__PROBLEMA BREVE 1__
Indica cuántas líneas de los registros contienen la cadena "dark". Responde únicamente con el número.

__DOCUMENTO FUENTE__
La transfiguración final

                La revelación de Cristo no es a través de la vista, sino que debemos escucharlo a través del oído. Nos lo recuerda el Evangelio: “Oídle a Él”, y también: “la fe por el oído”; la fe, es decir, el misterioso conocimiento de Cristo lo tendremos con la fortuna de poderlo escuchar.


                Por consecuencia, no sólo es preciso ser buenos oyentes, sino estar ávidos de aprender, pues la palabra de Cristo, y Cristo mismo, es el Verbo de Dios, que viene de forma intencional, misericordiosa, amplísima, a nuestras almas para ser allí recibida y convertirse en norma de vida.


                Lo segundo es amor a Cristo. Quien lo ame lo conocerá de la forma más eficaz. Él mismo lo ha afirmado: “Quien me ama, será amado por mi Padre; y yo lo amaré y me manifestaré a él”. Son experiencias espirituales que con frecuencia tienen una certeza mayor que los silogismos de nuestro raciocinio. Pues bien, este don se concede a todas las almas; cuantos deseen de verdad estar con Cristo, lo podrán poseer.

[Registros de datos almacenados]
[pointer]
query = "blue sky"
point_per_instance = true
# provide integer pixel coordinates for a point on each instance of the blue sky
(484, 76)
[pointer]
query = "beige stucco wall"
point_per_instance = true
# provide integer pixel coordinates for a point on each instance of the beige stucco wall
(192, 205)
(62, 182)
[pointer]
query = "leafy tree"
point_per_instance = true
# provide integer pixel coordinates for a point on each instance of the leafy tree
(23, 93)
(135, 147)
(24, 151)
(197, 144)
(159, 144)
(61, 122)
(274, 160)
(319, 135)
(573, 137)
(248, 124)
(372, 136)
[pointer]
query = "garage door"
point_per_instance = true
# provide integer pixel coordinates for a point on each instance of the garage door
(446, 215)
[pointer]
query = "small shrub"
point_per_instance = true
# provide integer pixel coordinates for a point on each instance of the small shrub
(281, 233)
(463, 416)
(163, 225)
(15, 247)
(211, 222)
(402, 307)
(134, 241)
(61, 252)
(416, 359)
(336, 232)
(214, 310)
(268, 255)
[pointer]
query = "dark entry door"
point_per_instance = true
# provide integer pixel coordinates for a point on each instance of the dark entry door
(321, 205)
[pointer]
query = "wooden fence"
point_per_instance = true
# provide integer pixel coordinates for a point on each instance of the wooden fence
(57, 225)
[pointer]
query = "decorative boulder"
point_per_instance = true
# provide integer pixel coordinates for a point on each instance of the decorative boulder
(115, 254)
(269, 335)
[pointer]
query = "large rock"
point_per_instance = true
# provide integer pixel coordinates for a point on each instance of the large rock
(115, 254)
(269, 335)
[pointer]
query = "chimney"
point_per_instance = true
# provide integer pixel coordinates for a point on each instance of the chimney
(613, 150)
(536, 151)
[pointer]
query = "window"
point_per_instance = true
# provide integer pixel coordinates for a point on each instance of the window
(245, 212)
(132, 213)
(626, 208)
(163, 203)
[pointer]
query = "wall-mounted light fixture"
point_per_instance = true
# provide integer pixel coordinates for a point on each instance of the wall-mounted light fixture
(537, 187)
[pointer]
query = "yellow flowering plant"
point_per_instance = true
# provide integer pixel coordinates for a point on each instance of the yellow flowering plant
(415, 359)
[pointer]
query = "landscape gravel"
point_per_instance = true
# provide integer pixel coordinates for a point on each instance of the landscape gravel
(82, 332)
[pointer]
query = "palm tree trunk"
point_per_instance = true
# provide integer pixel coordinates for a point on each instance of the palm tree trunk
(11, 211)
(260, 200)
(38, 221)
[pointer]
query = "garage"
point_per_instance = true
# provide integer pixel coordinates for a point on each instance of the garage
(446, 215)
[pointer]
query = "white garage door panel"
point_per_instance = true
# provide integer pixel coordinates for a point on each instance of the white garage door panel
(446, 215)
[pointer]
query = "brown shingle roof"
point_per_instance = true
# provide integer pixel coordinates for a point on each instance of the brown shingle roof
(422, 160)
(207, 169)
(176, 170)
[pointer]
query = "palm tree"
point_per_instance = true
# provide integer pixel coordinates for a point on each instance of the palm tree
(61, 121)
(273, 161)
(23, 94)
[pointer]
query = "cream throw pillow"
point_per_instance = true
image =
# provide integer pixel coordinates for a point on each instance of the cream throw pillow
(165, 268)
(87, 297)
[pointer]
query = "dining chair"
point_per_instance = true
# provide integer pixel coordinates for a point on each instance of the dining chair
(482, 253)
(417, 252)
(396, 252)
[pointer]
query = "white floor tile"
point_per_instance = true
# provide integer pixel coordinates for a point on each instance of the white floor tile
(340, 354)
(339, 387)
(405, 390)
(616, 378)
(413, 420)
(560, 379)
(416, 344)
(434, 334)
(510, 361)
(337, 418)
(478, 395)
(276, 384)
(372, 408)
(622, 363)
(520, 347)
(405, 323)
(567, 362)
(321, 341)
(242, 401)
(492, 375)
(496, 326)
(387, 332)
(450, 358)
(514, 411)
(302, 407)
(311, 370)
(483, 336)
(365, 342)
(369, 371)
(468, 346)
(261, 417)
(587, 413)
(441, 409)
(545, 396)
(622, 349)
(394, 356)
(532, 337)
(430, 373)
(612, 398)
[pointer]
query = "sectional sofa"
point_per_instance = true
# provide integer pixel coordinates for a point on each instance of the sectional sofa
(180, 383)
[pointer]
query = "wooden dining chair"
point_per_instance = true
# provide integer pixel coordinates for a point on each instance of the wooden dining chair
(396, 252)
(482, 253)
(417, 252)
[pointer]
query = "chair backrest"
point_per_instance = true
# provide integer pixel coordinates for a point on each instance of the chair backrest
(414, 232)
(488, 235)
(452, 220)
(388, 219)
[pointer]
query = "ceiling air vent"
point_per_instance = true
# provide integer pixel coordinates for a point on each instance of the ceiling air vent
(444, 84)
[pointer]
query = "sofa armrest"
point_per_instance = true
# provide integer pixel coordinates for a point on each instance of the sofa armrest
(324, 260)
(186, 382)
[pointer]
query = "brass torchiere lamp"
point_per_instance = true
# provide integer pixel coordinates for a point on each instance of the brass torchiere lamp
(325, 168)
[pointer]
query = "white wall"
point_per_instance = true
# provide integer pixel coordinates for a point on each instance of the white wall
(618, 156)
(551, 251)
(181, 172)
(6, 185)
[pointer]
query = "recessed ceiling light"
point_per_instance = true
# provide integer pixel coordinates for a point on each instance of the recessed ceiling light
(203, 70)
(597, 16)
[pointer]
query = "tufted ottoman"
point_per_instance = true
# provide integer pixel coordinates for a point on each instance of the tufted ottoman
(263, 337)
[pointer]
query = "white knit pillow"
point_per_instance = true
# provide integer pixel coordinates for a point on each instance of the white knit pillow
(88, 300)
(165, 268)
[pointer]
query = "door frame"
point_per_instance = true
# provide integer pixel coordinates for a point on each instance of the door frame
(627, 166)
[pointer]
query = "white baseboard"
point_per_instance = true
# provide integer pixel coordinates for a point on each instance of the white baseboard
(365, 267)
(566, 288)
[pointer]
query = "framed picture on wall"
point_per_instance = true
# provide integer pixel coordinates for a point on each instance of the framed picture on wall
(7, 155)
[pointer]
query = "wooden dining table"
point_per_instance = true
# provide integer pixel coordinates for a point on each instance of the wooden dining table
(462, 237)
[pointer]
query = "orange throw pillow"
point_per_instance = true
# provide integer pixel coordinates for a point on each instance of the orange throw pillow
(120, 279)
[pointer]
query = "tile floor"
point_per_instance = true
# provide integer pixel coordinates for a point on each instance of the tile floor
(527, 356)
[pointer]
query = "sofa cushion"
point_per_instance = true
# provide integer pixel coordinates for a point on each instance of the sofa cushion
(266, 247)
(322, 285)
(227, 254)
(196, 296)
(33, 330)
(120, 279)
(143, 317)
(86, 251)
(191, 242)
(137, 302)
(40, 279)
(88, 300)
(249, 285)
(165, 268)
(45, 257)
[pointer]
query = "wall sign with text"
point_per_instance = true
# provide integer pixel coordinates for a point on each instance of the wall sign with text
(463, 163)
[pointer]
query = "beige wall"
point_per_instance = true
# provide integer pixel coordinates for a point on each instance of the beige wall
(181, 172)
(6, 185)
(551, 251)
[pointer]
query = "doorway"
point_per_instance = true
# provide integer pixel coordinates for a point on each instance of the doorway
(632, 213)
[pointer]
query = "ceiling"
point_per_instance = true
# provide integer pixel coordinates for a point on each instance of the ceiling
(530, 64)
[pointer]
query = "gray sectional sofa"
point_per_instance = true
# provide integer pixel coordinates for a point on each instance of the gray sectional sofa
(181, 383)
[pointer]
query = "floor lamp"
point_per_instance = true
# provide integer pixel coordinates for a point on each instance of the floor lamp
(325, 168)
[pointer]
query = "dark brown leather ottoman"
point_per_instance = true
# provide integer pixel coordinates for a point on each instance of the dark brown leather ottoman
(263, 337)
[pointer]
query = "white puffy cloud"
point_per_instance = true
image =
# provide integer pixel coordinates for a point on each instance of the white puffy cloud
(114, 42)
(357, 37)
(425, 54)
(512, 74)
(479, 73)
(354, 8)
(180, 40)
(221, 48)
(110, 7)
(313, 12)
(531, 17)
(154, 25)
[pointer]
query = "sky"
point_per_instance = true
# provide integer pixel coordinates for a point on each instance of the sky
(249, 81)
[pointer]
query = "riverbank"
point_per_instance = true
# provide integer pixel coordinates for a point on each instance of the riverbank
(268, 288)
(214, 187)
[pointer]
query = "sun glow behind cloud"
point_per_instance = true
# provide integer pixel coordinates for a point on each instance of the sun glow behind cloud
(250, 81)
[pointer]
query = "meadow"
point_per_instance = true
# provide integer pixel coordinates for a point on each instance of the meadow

__PROBLEMA BREVE 2__
Según el documento fuente, ¿por qué no basta con ser buenos oyentes y hace falta además estar ávidos de aprender? Responde en una a tres oraciones.

__RESULTADO ESPERADO 1__
4

__RESULTADO ESPERADO 2__
Porque la palabra de Cristo, y Cristo mismo, es el Verbo de Dios, que viene de forma intencional, misericordiosa y amplísima a nuestras almas para ser recibida allí y convertirse en norma de vida. El documento presenta esto como consecuencia de que la revelación de Cristo no llega por la vista, sino por el oído.